Goal:
Can you reproduce, word for word, only the part of the records below that opens with the line containing "Give the segmentation of every instance of the <item>cracked" and closes with the line containing "Mark the region of each instance of the <item>cracked", including both of those lines?

* * * * * * *

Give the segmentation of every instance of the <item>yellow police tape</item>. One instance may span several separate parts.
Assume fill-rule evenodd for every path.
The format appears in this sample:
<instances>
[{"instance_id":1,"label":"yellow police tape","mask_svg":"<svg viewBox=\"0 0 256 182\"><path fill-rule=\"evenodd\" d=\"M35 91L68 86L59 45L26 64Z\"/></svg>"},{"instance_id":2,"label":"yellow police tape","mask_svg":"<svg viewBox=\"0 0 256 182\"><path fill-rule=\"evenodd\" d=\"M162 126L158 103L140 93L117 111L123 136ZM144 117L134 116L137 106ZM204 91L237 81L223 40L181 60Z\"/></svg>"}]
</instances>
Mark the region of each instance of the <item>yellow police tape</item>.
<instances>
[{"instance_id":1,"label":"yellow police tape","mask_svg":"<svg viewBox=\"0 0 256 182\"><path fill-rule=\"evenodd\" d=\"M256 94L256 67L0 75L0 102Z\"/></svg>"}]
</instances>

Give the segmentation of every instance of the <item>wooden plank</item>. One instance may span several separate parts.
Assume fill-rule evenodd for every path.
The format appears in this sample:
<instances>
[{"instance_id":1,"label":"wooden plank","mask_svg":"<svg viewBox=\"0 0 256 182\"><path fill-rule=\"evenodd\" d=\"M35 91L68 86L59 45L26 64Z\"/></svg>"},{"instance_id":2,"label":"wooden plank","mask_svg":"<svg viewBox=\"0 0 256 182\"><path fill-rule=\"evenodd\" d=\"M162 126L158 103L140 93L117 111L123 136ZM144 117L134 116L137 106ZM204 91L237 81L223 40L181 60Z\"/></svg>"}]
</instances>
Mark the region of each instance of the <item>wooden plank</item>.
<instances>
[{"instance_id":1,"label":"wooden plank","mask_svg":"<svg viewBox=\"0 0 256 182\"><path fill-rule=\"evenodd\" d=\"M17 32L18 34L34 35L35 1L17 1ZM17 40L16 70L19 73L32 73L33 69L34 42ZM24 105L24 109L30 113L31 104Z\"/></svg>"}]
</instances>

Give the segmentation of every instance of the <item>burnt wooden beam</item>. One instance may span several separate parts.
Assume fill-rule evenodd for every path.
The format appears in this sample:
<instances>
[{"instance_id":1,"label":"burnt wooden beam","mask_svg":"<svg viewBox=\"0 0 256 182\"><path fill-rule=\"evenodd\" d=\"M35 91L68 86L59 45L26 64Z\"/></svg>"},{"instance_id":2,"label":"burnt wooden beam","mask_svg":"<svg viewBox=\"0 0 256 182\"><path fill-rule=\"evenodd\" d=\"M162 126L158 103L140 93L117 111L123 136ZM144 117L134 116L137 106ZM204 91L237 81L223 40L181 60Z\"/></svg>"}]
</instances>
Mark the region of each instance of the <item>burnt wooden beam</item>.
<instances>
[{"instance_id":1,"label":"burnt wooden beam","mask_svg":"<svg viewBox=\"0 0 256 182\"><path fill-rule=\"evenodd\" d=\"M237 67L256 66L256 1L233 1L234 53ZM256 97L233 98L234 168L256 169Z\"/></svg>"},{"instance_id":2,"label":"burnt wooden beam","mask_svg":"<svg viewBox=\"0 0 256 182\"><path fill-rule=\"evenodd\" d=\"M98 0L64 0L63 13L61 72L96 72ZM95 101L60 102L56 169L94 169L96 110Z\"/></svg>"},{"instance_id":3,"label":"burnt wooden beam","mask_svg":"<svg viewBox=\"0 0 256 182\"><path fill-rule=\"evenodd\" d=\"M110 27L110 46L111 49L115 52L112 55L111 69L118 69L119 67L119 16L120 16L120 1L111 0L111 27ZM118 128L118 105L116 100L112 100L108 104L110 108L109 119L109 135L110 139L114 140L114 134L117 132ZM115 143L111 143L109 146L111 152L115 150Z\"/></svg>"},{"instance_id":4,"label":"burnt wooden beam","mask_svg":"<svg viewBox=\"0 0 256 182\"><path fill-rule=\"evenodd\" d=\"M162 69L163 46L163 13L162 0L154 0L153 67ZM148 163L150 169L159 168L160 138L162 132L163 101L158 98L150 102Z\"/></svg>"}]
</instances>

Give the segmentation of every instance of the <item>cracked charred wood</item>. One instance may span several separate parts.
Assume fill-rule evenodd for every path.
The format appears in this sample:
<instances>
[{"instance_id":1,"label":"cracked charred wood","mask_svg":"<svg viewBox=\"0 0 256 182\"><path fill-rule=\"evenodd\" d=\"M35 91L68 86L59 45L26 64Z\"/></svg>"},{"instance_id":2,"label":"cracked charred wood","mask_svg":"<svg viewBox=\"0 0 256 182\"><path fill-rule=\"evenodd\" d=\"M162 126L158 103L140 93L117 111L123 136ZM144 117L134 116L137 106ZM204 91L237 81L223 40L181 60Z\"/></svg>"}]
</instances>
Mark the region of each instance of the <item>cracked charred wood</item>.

* * * * * * *

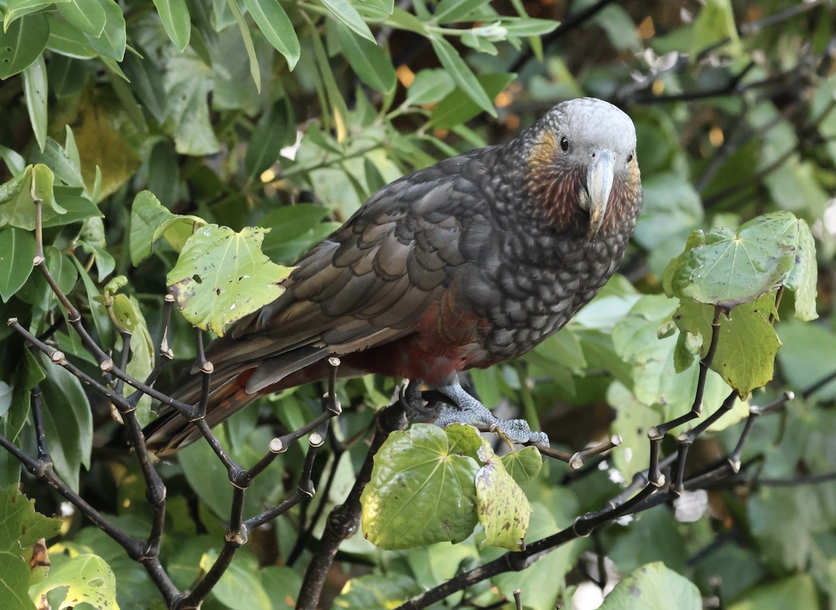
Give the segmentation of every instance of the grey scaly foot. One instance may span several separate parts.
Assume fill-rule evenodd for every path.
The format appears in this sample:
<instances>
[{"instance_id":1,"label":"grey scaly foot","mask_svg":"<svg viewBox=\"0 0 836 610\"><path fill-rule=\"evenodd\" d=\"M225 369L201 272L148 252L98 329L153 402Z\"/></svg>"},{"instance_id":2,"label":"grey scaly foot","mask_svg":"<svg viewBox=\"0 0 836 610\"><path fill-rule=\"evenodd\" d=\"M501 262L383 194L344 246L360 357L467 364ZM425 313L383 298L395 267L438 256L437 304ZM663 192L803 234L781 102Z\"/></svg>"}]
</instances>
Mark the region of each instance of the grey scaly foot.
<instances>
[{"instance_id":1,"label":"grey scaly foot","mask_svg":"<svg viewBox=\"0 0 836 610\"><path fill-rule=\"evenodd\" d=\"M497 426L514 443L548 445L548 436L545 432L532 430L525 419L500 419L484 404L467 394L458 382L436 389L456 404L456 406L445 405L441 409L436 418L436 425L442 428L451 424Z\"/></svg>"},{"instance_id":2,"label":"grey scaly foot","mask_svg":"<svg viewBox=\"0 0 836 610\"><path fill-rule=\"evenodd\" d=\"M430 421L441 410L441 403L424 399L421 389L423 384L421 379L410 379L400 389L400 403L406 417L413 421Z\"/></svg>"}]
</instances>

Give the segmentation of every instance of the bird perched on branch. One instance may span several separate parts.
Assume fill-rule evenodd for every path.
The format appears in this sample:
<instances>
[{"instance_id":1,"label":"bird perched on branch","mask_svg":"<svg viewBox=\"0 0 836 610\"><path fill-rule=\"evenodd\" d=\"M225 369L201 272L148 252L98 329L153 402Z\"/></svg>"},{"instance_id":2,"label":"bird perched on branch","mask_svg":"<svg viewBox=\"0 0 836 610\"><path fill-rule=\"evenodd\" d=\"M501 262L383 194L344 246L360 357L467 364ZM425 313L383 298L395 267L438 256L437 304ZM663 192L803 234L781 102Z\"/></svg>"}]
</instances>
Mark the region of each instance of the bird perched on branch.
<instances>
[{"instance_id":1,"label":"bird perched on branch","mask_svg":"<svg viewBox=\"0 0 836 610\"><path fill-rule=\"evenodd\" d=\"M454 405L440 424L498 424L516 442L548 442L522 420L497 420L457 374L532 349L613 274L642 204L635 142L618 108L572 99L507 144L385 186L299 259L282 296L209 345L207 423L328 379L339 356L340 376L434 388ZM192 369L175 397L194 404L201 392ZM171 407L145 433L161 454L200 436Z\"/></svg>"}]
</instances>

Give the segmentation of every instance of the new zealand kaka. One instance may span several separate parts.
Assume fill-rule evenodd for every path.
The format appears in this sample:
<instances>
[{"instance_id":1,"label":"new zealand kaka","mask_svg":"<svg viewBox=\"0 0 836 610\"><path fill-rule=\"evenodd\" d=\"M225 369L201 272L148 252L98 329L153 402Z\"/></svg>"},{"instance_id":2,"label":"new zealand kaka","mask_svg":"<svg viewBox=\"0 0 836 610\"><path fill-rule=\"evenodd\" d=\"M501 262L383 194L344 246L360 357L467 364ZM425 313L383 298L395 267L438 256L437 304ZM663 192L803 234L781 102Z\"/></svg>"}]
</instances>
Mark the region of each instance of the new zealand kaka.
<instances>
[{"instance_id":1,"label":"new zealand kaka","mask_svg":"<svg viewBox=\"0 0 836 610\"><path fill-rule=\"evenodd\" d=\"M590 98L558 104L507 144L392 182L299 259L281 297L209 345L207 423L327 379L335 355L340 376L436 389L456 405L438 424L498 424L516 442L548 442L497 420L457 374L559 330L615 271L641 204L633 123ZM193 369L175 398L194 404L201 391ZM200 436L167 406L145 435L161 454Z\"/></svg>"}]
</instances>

* * * * * * *

Exercise response:
Give the segmentation of every instance of the <item>cracked charred wood</item>. One instance may span several separate parts.
Assume fill-rule evenodd for every path.
The format appears in this sample:
<instances>
[{"instance_id":1,"label":"cracked charred wood","mask_svg":"<svg viewBox=\"0 0 256 182\"><path fill-rule=\"evenodd\" d=\"M35 91L68 86L59 45L26 64Z\"/></svg>"},{"instance_id":2,"label":"cracked charred wood","mask_svg":"<svg viewBox=\"0 0 256 182\"><path fill-rule=\"evenodd\" d=\"M162 126L158 103L140 93L117 111L123 136ZM144 117L134 116L137 106ZM204 91L237 81L223 40L181 60Z\"/></svg>"}]
</instances>
Mark the region of each instance of the <item>cracked charred wood</item>.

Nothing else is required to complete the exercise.